• [Requirements]: Copy exactly the lines from the "of the marching" line to the end, both included, and nothing else.

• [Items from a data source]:

— START —

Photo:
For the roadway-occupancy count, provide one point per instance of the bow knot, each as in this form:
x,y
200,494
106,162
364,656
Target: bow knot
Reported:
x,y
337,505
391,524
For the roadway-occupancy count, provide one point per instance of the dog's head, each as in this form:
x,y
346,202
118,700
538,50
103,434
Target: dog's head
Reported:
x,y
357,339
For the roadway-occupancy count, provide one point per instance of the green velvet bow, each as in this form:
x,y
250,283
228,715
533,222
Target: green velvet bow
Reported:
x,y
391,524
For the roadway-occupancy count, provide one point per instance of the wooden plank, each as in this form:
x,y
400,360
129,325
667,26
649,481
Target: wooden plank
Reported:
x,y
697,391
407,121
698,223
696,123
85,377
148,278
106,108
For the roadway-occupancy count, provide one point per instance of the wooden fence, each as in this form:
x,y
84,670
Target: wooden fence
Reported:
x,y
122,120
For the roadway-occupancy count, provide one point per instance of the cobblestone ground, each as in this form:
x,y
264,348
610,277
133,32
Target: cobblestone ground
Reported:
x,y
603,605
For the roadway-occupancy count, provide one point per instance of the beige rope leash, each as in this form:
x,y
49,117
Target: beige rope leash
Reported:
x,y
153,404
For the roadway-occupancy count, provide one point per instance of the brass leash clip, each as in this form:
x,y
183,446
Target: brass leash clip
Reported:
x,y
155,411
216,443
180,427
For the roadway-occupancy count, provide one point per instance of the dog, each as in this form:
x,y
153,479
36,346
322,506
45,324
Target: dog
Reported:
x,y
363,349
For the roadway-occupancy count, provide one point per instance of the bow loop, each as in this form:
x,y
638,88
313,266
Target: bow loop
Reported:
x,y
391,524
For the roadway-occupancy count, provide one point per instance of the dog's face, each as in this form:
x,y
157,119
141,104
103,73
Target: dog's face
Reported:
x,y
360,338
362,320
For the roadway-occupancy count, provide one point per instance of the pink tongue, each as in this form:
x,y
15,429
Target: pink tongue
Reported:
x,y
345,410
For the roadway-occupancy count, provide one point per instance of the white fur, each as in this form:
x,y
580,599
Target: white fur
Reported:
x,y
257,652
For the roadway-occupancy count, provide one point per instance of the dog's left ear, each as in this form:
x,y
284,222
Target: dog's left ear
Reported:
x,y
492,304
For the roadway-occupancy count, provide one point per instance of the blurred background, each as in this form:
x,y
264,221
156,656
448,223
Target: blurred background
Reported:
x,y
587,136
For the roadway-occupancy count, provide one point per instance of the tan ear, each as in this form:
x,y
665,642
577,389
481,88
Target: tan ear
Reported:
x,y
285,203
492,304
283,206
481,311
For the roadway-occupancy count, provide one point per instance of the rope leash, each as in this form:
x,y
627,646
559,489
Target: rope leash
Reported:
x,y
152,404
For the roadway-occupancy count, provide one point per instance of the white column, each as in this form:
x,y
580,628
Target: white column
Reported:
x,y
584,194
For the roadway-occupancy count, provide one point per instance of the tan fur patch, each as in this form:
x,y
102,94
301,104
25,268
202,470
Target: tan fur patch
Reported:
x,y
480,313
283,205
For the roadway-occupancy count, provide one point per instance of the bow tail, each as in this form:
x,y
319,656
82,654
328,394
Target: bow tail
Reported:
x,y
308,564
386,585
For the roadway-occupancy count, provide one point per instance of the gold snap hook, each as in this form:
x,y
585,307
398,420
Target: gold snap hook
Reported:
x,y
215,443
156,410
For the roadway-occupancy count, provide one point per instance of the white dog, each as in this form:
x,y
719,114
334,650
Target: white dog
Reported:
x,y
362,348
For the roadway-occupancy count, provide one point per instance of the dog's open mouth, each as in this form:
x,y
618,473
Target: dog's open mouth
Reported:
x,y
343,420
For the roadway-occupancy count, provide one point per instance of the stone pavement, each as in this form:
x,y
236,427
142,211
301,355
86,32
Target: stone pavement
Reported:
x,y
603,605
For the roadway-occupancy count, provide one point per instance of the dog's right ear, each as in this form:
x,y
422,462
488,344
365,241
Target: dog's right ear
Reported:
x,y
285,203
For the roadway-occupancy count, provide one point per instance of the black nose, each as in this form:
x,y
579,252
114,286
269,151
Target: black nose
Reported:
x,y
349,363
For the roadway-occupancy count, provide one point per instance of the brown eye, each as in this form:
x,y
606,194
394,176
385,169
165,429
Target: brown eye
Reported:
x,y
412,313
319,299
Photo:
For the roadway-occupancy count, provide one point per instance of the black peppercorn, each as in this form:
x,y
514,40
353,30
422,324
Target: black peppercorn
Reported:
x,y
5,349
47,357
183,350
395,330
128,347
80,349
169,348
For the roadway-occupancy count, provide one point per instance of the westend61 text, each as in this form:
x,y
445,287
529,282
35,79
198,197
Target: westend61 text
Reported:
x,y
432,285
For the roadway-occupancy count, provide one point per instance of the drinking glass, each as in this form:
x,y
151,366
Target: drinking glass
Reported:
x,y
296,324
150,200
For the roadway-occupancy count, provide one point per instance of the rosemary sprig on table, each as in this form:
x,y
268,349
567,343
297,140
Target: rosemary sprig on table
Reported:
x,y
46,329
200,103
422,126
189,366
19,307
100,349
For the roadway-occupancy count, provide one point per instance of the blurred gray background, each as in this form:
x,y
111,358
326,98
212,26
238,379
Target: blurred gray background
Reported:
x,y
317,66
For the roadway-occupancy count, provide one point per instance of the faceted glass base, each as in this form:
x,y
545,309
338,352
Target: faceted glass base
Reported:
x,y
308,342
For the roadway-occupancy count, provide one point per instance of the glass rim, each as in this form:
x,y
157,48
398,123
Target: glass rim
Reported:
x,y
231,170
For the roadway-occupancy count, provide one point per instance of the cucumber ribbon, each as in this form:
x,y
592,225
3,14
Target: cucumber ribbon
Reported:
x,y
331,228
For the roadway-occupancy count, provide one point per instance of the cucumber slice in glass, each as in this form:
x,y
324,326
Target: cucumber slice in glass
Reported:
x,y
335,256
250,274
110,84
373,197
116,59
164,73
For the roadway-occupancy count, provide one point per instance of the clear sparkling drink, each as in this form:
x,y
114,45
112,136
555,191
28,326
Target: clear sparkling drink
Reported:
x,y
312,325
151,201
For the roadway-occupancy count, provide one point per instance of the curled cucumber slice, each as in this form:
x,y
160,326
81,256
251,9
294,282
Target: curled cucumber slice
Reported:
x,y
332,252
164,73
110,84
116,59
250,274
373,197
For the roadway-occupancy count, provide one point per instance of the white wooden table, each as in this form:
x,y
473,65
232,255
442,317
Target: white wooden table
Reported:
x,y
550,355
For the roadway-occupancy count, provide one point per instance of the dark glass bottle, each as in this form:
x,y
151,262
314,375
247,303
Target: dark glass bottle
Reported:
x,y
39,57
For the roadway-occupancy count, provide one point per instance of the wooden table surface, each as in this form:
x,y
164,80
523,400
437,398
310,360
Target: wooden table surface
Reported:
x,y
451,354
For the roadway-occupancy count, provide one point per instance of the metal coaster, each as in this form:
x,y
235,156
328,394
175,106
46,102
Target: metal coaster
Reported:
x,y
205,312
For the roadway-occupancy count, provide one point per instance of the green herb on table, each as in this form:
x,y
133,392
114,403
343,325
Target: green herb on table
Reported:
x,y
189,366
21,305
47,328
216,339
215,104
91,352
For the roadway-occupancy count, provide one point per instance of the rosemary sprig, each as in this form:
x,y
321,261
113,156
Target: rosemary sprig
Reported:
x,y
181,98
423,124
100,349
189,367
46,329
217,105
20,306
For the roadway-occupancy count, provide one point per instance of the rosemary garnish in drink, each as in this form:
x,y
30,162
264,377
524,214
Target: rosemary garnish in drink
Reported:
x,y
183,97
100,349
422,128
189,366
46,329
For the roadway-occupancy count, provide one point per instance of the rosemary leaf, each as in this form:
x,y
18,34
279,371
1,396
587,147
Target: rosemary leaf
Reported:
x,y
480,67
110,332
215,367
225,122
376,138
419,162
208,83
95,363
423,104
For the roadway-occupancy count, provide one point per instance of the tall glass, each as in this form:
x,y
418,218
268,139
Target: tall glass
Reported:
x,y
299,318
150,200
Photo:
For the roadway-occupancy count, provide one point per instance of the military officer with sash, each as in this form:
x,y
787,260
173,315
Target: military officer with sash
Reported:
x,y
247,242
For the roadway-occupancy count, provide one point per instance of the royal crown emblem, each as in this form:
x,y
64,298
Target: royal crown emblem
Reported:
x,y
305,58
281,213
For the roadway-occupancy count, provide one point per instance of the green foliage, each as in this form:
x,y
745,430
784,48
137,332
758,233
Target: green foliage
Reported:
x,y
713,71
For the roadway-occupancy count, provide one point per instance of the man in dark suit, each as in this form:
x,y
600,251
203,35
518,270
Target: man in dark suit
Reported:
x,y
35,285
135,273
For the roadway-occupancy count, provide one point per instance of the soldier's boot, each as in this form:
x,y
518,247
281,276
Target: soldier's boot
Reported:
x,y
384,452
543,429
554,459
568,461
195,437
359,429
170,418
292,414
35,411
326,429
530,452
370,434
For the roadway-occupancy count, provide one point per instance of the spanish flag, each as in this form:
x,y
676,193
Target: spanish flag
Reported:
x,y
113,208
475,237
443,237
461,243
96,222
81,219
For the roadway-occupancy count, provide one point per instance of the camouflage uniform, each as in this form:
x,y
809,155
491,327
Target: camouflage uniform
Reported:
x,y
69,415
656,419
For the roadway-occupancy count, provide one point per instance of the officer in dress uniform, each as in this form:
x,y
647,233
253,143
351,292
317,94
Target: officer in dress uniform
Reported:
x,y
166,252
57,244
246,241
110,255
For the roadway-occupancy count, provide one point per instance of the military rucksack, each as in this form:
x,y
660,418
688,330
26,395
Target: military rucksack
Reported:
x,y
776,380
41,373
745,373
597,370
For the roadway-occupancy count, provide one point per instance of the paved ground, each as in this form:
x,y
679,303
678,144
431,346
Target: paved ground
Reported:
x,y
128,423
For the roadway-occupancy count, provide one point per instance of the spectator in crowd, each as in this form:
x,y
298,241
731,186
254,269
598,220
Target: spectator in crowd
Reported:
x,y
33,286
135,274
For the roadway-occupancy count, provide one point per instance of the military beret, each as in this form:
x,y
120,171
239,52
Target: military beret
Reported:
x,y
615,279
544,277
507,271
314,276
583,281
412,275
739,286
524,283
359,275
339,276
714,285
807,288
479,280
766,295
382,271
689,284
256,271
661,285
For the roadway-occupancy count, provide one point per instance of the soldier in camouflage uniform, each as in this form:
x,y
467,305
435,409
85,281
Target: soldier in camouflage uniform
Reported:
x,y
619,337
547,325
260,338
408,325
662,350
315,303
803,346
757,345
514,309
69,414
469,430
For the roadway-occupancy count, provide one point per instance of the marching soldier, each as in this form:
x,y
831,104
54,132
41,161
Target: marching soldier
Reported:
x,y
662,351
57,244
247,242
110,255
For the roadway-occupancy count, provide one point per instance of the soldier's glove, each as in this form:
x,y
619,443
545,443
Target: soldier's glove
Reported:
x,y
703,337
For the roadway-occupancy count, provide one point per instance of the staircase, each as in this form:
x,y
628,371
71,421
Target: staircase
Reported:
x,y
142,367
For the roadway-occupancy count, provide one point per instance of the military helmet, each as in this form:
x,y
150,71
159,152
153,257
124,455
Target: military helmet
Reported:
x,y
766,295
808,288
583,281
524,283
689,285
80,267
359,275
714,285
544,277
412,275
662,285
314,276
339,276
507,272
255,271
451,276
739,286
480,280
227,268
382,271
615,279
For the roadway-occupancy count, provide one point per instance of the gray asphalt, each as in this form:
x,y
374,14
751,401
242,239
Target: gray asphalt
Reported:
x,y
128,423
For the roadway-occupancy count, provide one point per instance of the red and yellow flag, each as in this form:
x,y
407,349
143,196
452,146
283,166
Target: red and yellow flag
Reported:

— END —

• [Solved exercise]:
For the roadway-occupancy count, provide one point per instance of the marching soldier, each as in this form:
x,y
831,104
54,132
41,161
Target: marching soldier
Reported:
x,y
662,351
57,244
247,242
110,255
For the roadway-occupancy count, provide one point per instance of the soldier's glove, each as in this form:
x,y
619,443
545,443
Target: soldier's glove
Reported:
x,y
703,337
For the roadway-occupancy count, provide one point per instance of the staircase, each as in this form:
x,y
628,371
71,421
Target: staircase
Reported:
x,y
142,367
For the roadway-occupancy count, provide one point per instance of the military helmet, each as in this form:
x,y
150,71
159,152
153,257
124,455
Target: military helmet
Reported:
x,y
766,295
808,288
583,281
524,283
689,285
80,267
359,275
714,285
544,277
412,275
662,285
314,276
339,276
507,272
255,271
451,276
739,286
480,280
227,268
382,271
615,279
For the roadway-occupancy count, provide one point per instance of the gray asphalt, each as in this form:
x,y
374,14
751,401
242,239
Target: gray asphalt
Reported:
x,y
128,423
For the roadway-occupancy count, provide one point per instance of the red and yellow flag, each as in this form:
x,y
407,349
143,196
452,146
283,166
Target: red and yellow flag
Reported:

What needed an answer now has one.